## Kutipan

——

Jakarta – Berkembangnya digitalisasi pada sektor keuangan bagaikan pedang bermata dua. Selain mempermudah transaksi, Otoritas Jasa Keuangan (OJK) mengungkapkan bahwa digitalisasi juga meningkatkan probabilitas serangan siber hingga 86,70%. Angka ini menjadi yang tertinggi diantara sektor lainnya.
Deputi Direktur Basel & Perbankan Internasional, Departemen Penelitian dan Pengaturan Perbankan OJK, Tony menjabarkan, serangan siber yang terjadi pada top 10 industri di 2021, 22,4% nya terjadi di sektor keuangan. Jika dirinci, ada 70% serangan yang ditujukan kepada bank, 16% perusahaan asuransi, 14% sektor keuangan lainnya.
“Probabilitas serangan siber di sektor keuangan ke depan diprediksi bisa mencapai 86,7% dan memang diprediksi akan successful apabila bank-bank tidak siap untuk melakukan mitigasi kepada keamanan siber,” jelas Tony dalam seminar Infobank bertema ‘Mengukur Percepatan Transformasi Digital Perbankan: Bagaimana Strategi Mitigasi dan Kesiapan Bank Menghadapi Cybercrime?’ Selasa, 17 Mei 2022.

——

## Tugas Latihan
Berdasarkan kutipan di atas, jelaskan mengapa digitalisasi di sektor keuangan disebut "bagaikan pedang bermata dua". Jawab dalam satu sampai tiga kalimat.

## Kumpulan Item
——

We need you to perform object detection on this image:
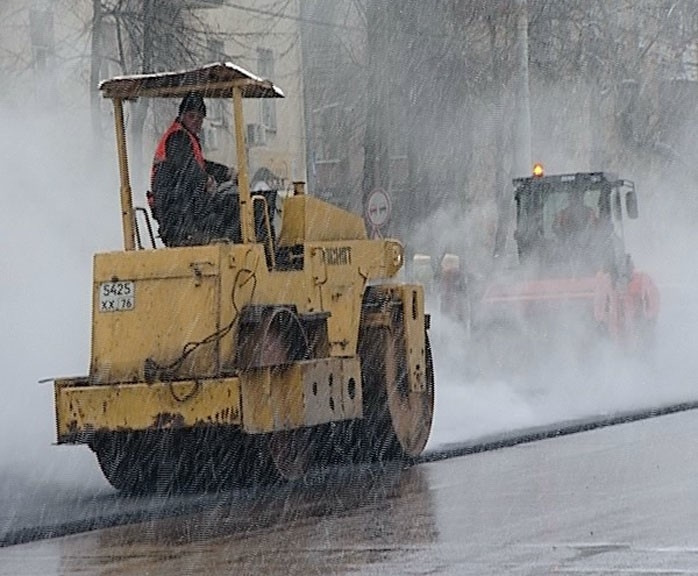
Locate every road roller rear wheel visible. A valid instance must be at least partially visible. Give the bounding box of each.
[348,314,434,461]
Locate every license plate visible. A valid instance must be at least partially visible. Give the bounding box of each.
[99,281,136,312]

——

## Jawaban Tugas
Digitalisasi disebut demikian karena di satu sisi mempermudah transaksi, tetapi di sisi lain, menurut OJK, meningkatkan probabilitas serangan siber hingga 86,70%. Angka tersebut merupakan yang tertinggi di antara sektor lainnya.